[[ Reading passage, beginning ]]

Over the past few months, Charity Entrepreneurship has dedicated hours of work to researching ideas for potential animal charities that we believe could have uniquely high positive-impact. Our ask reports cover the impact of many different components of charitable interventions (for example, which animals to focus on). However, all of these reports are done only in the context of founding a new charity.
Sometimes an area looks very promising, but there are so many strong organizations working in the area already that it would not be optimal to start a new one. Other areas are very easy to do incorrectly, and thus taking a gamble with a new charity is not worth it. However, if an organization were to do it right, it would definitely be worth funding it. Yet other areas might just not be at a stage where founding a charity is the right move. Below, we go into a few of the reasons we expect our recommended charities’ list to be different from the areas we would recommend for funding, research, or other non-entrepreneurship activities.
STRONG EXISTING ORGANIZATIONS
If an area is full of very strong existing organizations, particularly ones that can accept more funding or talent, it weakens the area from the perspective of recommending a new charity. For example, in our historical research, bednets scored very low as an area to start a new charity in, but the Against Malaria Foundation (AMF) is generally considered one of the strongest charities to donate to. In fact, AMF being so strong and able to absorb large amounts of funding is one of the reasons we did not recommend a bednet charity in the past.
INTERVENTIONS THAT ARE EASY TO DO WRONG
Some interventions might be high impact, but due to very high levels of difficulty would not be optimal for founding a charity. For example, certain interventions might require 10-20 organizations to be founded in order to start one that makes a real difference. Therefore, due to its difficulty of execution, it would make better sense to fund a project that was already succeeding in the area instead of relying on a new one that has a very high chance of failure.
INTERVENTIONS THAT ARE AT THE WRONG STAGE OF THEIR LIFE CYCLE
Some interventions are promising, but not at a stage where founding a specific charity would be the best next step. This could be because an intervention is too young and requires more research before conducting broader, charitable activities. It could also be due to the field being too old, with large players already established and conducting the needed effort in the area. A field that is too old might be a perfect field to fund, and a field that is too young would, generally, be a good field to research without necessarily founding a charity in it. Interventions, of course, can move at different rates, and it's difficult to clearly classify them. However, we do feel some classification of what stage they are at can help to explain why we found some asks to be more or less promising.
Long term research
Short term research
Examples of our ask reports put into different stages:
Long term research - Gene modification, increasing the price of meat.
Short term research - Humane insecticides, institutional meat reduction, fish feed optimization, switching consumption from chicken to beef.
Field establishment - Fish stocking, food fortification, water quality for fish.
Growth - Slaughter and transportation methods, preventing mutilations.
Refinement - Cage free campaigns, humane farming promotion, contraceptives.
Stabilization - Humane farming.
Decline - Vegetarian outreach individuals, meat reduction individuals, baitfish.
As such, it's not surprising that many of the areas we find most promising are in the field establishment section, with none of the ideas at the very ends of the spectrum matching the most promising ideas. However, if we were looking at the same set of interventions from a funding perspective, we would be mostly looking at “growing, refinement, and stabilization stages”. If we were looking at this list from a research perspective, requiring both long-term and short-term research would be ideal.
Through our research of animal welfare, we have learnt some lessons unrelated to what charities should be founded (and we plan on writing these up in the future). These lessons are about which charities to support and fund, as well as where further research would be most valuable to conduct. However, we expect these to be significantly different from what we recommend in our reports. This is because our reports are focused specifically on generating strong ideas for new charities.

[[ Reading passage, end ]]
[[ Information supplied, beginning ]]

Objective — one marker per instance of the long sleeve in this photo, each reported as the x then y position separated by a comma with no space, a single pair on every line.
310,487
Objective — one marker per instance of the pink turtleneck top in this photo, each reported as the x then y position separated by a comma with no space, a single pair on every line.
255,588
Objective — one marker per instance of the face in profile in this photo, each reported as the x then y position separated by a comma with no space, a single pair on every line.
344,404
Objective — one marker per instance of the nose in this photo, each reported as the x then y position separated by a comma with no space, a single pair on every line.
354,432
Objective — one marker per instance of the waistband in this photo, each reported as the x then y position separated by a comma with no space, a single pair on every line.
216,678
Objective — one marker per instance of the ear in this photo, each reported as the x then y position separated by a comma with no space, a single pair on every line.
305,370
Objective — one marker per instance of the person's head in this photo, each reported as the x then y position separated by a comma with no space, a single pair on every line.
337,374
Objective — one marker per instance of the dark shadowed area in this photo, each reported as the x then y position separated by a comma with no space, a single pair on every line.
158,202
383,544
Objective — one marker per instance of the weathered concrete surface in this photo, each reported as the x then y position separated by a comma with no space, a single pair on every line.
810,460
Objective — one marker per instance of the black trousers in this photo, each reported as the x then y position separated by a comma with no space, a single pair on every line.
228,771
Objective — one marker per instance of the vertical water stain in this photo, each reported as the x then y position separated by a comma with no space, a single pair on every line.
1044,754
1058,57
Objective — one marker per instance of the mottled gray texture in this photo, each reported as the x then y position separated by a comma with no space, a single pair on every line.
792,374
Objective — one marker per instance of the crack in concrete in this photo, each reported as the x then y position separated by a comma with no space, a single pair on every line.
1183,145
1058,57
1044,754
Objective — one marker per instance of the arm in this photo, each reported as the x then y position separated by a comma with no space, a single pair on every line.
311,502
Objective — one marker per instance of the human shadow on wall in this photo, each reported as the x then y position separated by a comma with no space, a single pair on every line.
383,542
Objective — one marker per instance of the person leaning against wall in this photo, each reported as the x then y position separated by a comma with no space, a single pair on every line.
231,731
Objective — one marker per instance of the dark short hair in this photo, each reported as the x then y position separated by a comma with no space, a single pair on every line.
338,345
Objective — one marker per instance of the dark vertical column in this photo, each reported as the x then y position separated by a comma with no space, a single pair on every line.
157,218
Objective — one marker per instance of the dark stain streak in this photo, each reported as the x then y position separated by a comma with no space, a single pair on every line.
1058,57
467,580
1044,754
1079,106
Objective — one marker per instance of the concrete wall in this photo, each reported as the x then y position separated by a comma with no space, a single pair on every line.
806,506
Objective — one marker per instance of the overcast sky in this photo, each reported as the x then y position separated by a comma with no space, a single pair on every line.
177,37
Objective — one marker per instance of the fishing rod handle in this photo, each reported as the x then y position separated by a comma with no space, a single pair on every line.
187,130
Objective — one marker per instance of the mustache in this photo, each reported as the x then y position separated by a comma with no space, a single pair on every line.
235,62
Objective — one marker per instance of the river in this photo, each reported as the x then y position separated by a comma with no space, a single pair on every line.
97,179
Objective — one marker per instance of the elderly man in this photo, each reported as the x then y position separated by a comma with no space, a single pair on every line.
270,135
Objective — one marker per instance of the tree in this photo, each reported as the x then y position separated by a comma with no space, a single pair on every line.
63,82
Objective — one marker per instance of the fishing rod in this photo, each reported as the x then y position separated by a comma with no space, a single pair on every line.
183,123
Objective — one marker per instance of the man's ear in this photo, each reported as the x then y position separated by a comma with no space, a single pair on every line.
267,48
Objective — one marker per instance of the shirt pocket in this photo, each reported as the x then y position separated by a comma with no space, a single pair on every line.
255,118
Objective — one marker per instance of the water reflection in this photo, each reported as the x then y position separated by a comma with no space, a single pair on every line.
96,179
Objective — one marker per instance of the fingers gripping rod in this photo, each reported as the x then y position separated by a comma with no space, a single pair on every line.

[[ Information supplied, end ]]
[[ Information supplied, beginning ]]

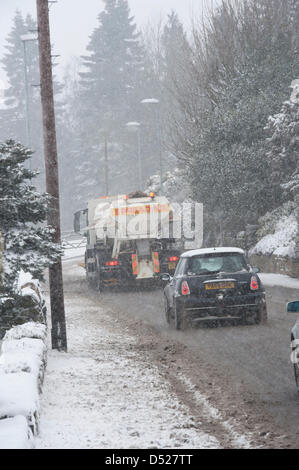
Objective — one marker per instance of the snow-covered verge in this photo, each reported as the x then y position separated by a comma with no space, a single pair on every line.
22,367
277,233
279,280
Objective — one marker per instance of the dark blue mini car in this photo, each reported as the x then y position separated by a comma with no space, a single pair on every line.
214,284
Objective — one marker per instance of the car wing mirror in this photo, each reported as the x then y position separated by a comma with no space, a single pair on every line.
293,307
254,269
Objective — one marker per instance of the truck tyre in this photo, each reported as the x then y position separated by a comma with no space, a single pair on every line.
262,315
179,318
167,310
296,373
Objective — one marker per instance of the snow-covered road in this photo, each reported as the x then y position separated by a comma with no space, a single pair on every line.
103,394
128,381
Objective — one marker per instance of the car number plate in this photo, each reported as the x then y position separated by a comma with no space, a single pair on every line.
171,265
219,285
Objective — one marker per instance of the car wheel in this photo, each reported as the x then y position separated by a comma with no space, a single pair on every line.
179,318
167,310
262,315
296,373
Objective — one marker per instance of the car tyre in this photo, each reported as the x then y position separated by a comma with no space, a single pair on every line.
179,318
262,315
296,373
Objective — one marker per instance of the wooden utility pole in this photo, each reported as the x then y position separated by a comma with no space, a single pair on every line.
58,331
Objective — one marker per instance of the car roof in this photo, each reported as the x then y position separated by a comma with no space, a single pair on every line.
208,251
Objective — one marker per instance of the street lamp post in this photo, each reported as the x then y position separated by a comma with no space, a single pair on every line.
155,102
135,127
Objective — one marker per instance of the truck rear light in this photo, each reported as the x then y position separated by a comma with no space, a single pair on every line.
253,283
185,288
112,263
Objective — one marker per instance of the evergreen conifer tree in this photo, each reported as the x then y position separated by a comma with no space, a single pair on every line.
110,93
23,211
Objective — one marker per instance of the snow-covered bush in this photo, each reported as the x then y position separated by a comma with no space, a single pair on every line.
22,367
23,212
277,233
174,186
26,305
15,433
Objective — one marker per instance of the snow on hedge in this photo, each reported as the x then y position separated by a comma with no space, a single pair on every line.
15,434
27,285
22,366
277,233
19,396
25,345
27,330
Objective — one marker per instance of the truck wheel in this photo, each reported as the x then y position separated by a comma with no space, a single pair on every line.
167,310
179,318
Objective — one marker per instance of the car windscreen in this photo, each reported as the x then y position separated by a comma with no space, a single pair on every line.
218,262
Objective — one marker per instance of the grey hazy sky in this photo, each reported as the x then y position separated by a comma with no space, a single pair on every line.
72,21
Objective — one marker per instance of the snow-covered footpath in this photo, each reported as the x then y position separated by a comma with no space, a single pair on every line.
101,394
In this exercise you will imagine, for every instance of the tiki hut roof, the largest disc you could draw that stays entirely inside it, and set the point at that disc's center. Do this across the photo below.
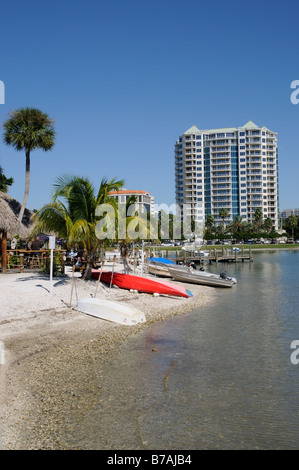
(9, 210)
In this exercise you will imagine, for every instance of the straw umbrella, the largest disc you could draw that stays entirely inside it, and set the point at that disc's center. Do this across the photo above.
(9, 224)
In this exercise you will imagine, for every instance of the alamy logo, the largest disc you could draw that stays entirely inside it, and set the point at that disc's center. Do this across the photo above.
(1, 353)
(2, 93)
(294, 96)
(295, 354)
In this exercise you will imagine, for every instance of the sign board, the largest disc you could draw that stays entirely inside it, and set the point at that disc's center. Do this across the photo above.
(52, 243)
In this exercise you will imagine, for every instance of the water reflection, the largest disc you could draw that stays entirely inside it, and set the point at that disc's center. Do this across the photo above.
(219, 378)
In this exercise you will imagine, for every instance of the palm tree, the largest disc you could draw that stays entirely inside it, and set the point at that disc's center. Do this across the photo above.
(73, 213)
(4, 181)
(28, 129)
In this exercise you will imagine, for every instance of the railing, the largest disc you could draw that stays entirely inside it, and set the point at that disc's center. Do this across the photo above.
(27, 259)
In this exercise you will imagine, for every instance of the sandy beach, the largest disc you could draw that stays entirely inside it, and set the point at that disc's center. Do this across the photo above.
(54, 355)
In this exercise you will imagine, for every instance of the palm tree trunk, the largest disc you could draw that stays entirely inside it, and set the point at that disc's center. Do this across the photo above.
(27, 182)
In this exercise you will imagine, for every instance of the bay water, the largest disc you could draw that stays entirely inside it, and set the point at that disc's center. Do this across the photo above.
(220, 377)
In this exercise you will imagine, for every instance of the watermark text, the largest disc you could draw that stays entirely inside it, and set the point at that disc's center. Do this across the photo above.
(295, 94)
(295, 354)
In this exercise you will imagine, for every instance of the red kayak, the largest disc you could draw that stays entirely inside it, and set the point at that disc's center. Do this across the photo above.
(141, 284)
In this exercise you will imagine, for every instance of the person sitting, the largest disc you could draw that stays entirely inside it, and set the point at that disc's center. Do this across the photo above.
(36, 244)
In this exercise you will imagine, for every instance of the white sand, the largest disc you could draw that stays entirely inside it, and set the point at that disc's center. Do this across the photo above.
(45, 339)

[[ Information supplied, end ]]

*Directions for this task*
Please rewrite the passage on starting new animal charities from "Sometimes an area" up to and including "other non-entrepreneurship activities.", replacing "gamble" with "risk".

*Written solution*
Sometimes an area looks very promising, but there are so many strong organizations working in the area already that it would not be optimal to start a new one. Other areas are very easy to do incorrectly, and thus taking a risk with a new charity is not worth it. However, if an organization were to do it right, it would definitely be worth funding it. Yet other areas might just not be at a stage where founding a charity is the right move. Below, we go into a few of the reasons we expect our recommended charities’ list to be different from the areas we would recommend for funding, research, or other non-entrepreneurship activities.